Start of PROVIDED DATA

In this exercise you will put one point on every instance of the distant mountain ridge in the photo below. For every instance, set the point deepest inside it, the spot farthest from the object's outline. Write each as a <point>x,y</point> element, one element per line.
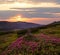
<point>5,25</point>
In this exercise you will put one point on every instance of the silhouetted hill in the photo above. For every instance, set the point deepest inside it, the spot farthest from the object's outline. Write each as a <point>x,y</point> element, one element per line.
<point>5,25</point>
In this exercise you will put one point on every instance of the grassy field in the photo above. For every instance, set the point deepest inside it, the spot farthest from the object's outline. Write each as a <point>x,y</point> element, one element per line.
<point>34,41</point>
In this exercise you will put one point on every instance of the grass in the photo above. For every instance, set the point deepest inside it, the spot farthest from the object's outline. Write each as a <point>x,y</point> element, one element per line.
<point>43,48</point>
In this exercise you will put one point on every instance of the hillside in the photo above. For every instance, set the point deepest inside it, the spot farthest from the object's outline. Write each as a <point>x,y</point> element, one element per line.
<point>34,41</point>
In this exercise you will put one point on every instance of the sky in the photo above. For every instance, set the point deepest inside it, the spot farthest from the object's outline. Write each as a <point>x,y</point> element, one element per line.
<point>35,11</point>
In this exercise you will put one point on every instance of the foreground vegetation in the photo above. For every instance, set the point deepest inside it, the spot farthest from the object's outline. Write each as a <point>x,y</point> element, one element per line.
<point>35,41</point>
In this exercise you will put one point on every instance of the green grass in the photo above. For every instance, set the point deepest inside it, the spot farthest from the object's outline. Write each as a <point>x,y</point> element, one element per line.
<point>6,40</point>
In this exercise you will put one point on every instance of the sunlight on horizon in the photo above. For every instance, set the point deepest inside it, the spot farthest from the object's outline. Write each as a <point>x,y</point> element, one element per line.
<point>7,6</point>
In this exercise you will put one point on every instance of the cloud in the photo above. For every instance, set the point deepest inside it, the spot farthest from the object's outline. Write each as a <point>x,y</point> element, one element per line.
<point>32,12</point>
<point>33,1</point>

End of PROVIDED DATA

§ **EXERCISE TASK**
Convert all of the data above into a Markdown table with the columns Row and Line, numbering each non-blank line in order and skipping blank lines. Leave the pictures out of the table.

§ **SOLUTION**
| Row | Line |
|---|---|
| 1 | In this exercise you will put one point on every instance of the distant mountain ridge in the photo below. For every instance, set the point deepest inside it, the spot farthest from the object's outline. Write each as a <point>x,y</point> element, one element per line. |
| 2 | <point>5,25</point> |
| 3 | In this exercise you will put one point on every instance of the silhouetted hill in the photo above. For every instance, set the point deepest inside it, the spot farthest from the object's outline. Write each as a <point>x,y</point> element, one element per line. |
| 4 | <point>5,25</point> |
| 5 | In this exercise you will put one point on every instance of the grassy field in the photo above. For every instance, set the point deepest inside it, the spot farthest from the object's outline. Write each as a <point>x,y</point> element, one element per line. |
| 6 | <point>34,41</point> |
| 7 | In this exercise you will put one point on every instance of the grass in the photo above. For every instance, set the point deepest inside it, the spot farthest from the object's outline. Write each as a <point>x,y</point> element, one element per line. |
| 8 | <point>43,48</point> |
| 9 | In this exercise you will put one point on every instance of the hillside in the photo above. For every instance, set the point deepest inside it, the spot farthest from the object's outline. Write each as a <point>x,y</point> element, one element per line. |
| 10 | <point>34,41</point> |
| 11 | In this exercise you will put one point on every instance of the sky in the photo above. For every instance, set the point deepest inside it, the spot farthest from the object's outline. Write each as a <point>x,y</point> element, one element per line. |
| 12 | <point>35,11</point> |
| 13 | In this exercise you will put one point on every instance of the foreground vegetation in the photo above. For every instance, set the point deepest inside it, the spot farthest from the object's outline. Write each as a <point>x,y</point> element, one element per line. |
| 14 | <point>35,41</point> |
| 15 | In this exercise you will put one point on every instance of the green grass in the photo above. For every instance, set the point deepest inside it, the spot farthest from the object's outline. Write each as a <point>x,y</point> element, one element per line. |
| 16 | <point>6,40</point> |
| 17 | In this exercise you will put one point on every instance of the sunlight on horizon in the photo above. For every instance, set the point deepest inside it, the spot farthest from the object's outline. Write each as a <point>x,y</point> element, one element per line. |
| 18 | <point>7,6</point> |
| 19 | In this exercise you will put one point on every instance of the cloud in the photo above. For every instance, set the point deepest inside it, the spot farthest from the object's outline. Write each as a <point>x,y</point> element, one element per line. |
| 20 | <point>32,12</point> |
| 21 | <point>33,1</point> |